# Page extract:
● ● ● ● ● ● ●

Emory Healthcare stumbles in form letter to dead patient's parents

After a pulmonologist at Atlanta-based Emory Healthcare left for a job in Cleveland, the health system notified his patients — and sent an error-filled letter to one patient's parents four years after her death, The Atlanta Journal-Constitution reports.

"My leaving in no way diminishes my concern for you and your well-being," pulmonologist Seth Walker, MD, wrote in the letter.

The letter had numerous typos the family of Dr. Walker's patient, Kaitlin Fowler, found disconcerting. Ms. Fowler's parents received the letter four years after she died of cystic fibrosis at Emory University Hospital, the AJC reports. 

"We're just amazed," said Jeff Fowler, Kaitlin's father. "It's like … how can you send this out to us?" The Fowlers told the AJC they knew another family who also received such a letter sent to their dead child.

The incident highlights a tension in a human-centered trend in healthcare, said Jason Wolf, PhD, president of the Beryl Institute, a nonprofit focused on improving patient experience, and founding editor of the Patient Experience Journal.

"You want to give them a little bit of credit," Dr. Wolf said. "It's good you're being active in your outreach. But you've got to be mindful in the way you do it."

But a different patient experience expert said not to read too much into incidents like the typo-filled letter.

● ● ● ● ● ● ●

# Extracted information:
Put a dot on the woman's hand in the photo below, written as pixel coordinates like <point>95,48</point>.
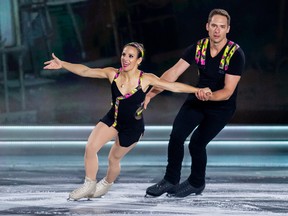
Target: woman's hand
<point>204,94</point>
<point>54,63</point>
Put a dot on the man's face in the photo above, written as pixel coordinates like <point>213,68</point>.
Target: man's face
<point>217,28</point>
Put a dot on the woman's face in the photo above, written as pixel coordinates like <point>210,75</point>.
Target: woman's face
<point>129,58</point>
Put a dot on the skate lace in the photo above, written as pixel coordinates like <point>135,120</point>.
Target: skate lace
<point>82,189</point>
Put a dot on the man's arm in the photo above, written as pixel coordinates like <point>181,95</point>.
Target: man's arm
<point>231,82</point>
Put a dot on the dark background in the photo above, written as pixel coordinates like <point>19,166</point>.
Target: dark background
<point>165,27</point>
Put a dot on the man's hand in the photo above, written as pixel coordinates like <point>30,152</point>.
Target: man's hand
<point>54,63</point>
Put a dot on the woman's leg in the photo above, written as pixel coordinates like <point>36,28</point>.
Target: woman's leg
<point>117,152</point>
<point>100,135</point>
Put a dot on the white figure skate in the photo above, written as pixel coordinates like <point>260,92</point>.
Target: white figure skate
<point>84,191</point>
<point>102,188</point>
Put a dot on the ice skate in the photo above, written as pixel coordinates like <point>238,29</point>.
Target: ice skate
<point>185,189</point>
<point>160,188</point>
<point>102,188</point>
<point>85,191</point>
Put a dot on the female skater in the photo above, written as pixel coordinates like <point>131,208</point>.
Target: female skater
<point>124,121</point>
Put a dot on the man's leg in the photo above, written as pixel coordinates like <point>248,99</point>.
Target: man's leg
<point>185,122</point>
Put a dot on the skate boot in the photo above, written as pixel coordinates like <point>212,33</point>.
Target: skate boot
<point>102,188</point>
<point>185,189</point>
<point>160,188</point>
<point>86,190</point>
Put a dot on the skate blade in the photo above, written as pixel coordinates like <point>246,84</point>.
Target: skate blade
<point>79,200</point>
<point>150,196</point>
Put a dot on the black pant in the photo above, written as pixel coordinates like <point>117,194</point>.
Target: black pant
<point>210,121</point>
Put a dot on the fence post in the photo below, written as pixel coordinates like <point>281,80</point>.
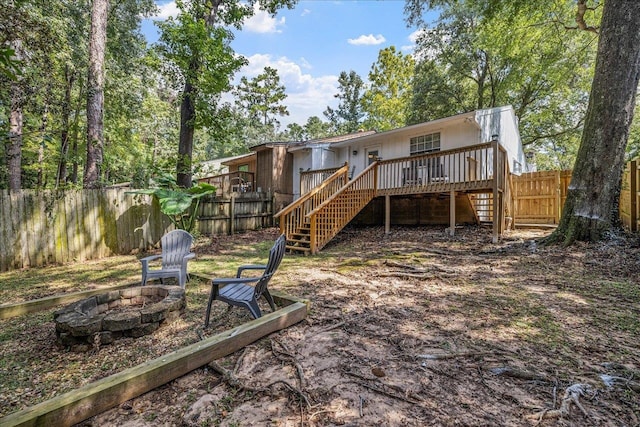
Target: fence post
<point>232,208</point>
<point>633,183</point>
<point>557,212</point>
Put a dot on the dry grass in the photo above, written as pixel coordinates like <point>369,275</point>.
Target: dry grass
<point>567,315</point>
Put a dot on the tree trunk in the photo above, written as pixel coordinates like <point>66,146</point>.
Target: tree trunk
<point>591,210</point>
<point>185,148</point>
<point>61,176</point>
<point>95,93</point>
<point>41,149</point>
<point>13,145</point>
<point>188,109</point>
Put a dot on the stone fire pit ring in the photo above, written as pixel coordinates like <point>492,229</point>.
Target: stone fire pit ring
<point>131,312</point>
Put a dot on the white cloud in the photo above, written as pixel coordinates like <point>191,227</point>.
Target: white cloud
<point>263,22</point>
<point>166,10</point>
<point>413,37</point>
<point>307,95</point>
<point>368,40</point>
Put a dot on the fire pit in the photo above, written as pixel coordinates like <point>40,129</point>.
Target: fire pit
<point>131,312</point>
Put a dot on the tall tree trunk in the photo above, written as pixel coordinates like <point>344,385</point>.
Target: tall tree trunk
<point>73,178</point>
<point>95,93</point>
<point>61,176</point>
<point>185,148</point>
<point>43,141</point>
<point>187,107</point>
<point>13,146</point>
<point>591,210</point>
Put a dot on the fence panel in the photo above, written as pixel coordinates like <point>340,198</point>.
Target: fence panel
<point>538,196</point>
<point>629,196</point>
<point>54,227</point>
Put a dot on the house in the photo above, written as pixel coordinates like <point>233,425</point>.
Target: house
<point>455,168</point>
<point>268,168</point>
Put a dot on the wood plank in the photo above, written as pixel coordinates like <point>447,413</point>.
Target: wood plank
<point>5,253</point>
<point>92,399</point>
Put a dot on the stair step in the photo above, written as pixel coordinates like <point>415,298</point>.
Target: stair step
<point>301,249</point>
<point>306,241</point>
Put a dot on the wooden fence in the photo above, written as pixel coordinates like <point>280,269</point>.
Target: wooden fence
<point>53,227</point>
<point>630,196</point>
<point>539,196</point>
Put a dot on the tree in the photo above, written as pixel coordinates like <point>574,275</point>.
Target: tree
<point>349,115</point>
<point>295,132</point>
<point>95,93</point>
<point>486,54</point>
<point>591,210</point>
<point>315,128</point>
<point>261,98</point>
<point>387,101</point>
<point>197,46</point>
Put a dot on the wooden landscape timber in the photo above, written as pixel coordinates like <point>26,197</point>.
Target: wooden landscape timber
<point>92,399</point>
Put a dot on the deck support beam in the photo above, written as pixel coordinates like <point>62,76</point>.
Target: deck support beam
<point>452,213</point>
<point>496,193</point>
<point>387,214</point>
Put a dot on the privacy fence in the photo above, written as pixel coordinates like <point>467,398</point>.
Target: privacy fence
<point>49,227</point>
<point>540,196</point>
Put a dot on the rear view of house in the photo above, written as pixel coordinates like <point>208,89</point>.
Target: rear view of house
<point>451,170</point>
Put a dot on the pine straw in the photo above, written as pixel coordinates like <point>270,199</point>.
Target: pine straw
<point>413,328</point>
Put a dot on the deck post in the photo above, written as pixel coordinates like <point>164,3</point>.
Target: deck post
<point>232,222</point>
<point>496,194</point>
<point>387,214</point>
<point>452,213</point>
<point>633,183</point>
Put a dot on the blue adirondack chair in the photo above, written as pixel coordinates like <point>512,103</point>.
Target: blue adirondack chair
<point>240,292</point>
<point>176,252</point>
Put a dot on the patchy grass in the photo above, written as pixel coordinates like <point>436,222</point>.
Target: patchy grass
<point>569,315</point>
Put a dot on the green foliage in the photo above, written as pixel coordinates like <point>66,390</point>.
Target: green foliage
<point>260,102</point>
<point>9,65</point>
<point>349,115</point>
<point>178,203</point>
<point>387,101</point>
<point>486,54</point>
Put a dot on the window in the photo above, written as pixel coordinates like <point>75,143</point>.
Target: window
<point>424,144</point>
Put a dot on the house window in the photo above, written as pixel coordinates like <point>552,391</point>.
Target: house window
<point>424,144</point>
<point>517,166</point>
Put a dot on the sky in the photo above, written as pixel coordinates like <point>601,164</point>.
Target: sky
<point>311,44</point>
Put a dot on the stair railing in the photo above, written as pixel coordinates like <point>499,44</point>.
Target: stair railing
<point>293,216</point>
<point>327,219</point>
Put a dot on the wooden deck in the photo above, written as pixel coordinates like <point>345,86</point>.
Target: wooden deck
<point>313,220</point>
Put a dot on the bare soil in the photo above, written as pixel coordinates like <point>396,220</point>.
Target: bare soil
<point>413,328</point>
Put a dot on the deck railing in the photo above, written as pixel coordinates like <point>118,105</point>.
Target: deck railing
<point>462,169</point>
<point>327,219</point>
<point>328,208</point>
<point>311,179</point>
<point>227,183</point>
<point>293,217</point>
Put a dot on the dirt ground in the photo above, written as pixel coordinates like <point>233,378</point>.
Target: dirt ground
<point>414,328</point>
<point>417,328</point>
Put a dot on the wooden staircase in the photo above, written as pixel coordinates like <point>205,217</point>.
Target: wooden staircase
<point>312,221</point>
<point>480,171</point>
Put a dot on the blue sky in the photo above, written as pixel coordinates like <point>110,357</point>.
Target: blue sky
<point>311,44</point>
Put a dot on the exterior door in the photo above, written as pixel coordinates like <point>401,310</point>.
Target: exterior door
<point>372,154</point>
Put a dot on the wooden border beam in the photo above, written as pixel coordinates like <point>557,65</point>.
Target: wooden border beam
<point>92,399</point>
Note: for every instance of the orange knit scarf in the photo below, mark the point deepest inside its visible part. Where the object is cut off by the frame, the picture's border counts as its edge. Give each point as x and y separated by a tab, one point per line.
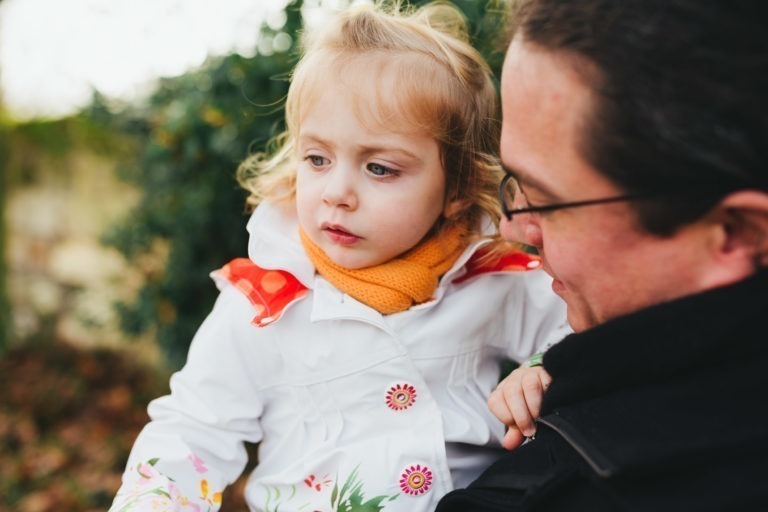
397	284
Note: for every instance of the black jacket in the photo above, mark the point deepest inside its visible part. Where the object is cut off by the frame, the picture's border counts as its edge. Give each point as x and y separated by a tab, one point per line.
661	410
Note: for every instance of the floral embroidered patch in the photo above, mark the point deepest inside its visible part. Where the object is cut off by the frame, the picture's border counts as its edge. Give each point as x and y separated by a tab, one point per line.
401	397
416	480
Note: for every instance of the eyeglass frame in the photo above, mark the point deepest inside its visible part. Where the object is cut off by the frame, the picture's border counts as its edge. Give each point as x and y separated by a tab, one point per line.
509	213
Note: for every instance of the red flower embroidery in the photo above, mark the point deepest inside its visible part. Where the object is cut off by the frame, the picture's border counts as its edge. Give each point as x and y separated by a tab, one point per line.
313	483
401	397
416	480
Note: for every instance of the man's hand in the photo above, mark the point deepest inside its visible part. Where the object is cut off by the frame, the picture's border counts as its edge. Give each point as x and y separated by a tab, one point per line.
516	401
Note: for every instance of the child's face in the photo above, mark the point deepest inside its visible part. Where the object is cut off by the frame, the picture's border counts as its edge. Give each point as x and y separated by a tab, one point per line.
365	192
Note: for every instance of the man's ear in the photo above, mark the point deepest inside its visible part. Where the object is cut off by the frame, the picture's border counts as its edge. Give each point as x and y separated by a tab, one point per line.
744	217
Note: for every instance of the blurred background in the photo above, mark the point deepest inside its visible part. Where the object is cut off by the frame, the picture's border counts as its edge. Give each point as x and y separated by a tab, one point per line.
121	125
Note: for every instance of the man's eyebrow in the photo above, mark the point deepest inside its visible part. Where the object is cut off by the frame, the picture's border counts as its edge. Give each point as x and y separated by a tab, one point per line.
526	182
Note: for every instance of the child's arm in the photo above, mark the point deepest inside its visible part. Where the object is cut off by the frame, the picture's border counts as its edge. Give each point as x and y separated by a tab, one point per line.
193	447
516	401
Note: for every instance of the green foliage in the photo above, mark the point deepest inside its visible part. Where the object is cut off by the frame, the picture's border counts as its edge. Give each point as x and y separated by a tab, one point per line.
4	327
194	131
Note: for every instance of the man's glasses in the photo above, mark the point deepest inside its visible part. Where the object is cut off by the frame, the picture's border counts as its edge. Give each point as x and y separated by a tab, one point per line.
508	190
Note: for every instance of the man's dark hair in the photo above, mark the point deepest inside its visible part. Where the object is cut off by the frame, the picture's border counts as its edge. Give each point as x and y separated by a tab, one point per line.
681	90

● ● ● ● ● ● ●

# Task requirements:
- 1) Say whether each statement agrees with the article about Emory Healthcare's letter, answering yes or no and quoting the words from the article that decide it. (a) Kaitlin Fowler's parents got the letter four years after she died. (b) Seth Walker left Emory Healthcare for a job in Atlanta. (c) Jason Wolf is president of the Beryl Institute.
- 2) In the article about Emory Healthcare's letter, what disease did Kaitlin Fowler die of?
- 3) Pick up the article about Emory Healthcare's letter after its last sentence and continue it.
The material comes from a different source than the article about Emory Healthcare's letter.

# Answers for the exercise:
- 1)
(a) Yes: "Ms. Fowler's parents received the letter four years after she died of cystic fibrosis at Emory University Hospital"
(b) No: "left for a job in Cleveland"
(c) Yes: "Jason Wolf, PhD, president of the Beryl Institute"

- 2) Cystic fibrosis.

- 3)
"I'd be more concerned if something like that happened during the episode of care," said William Maples, MD, an oncologist and president of the Institute of Healthcare Excellence, which partners with healthcare organizations to help foster a compassionate and safe environment.

"If a physician did not create an environment where the patient felt respected, cared for, heard, listened to …those are the critical things," said Dr. Maples.

It is crucial for physicians to create an environment where patients and team members can speak up, Dr. Maples said. That way, healthcare providers can have all the necessary information to make the right choices.

Although Emory did not say how the mistakes happened, the health system said it was working to prevent an incident like the letter from happening again.

"Emory Healthcare is deeply sorry for sending a physician's departure letter to the family of a deceased patient and for the pain and disruption this error caused," a statement from the health system said. "The letter and its distribution were not up to Emory's quality standards."